- _Текст для чтения_:
════════

В тисках провокации. Операция «Трест» и русская зарубежная печать — страница 63 из 70

Я ничего дурного не подозревал, да и голод был сильнее всяких подозрений, хотя я и ощутил несколько странный привкус в принесенной еде. Но не успел я с жадностью проглотить яичницу, как меня стало сильно рвать.

— Вы просто сильно изнервничались, потому вас и рвет. Хотите рюмку водки?

Я подумал, что рвота действительно могла быть только следствием пережитого потрясения и вынужденной голодовки. И только выпив рюмку принесенной водки, весьма противного вкуса, я понял, что добровольно принял одно из советских «химических средств» воздействия и что теперь начинается допрос «с пристрастием».

Меня стало рвать так, что казалось, будто внутри у меня все переворачивается. Через некоторое время пот градом катился с меня. Совершенно обессилев, я лежал на полу. Мои следователи тем временем исчезли.

════════

- _Поставленная задача 1_:
Что предложили выпить рассказчику в отрывке об операции «Трест», когда его начало рвать?

════════

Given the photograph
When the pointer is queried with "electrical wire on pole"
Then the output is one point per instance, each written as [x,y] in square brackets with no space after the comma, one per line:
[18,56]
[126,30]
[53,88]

════════

- _Поставленная задача 2_:
Выведи все строки записей в виде JSON-списка строк, по одному элементу на каждую строку, без пустых строк.

- _Результат выполнения 1_:
Рюмку водки.

- _Результат выполнения 2_:
[
  "Given the photograph",
  "When the pointer is queried with \"electrical wire on pole\"",
  "Then the output is one point per instance, each written as [x,y] in square brackets with no space after the comma, one per line:",
  "[18,56]",
  "[126,30]",
  "[53,88]"
]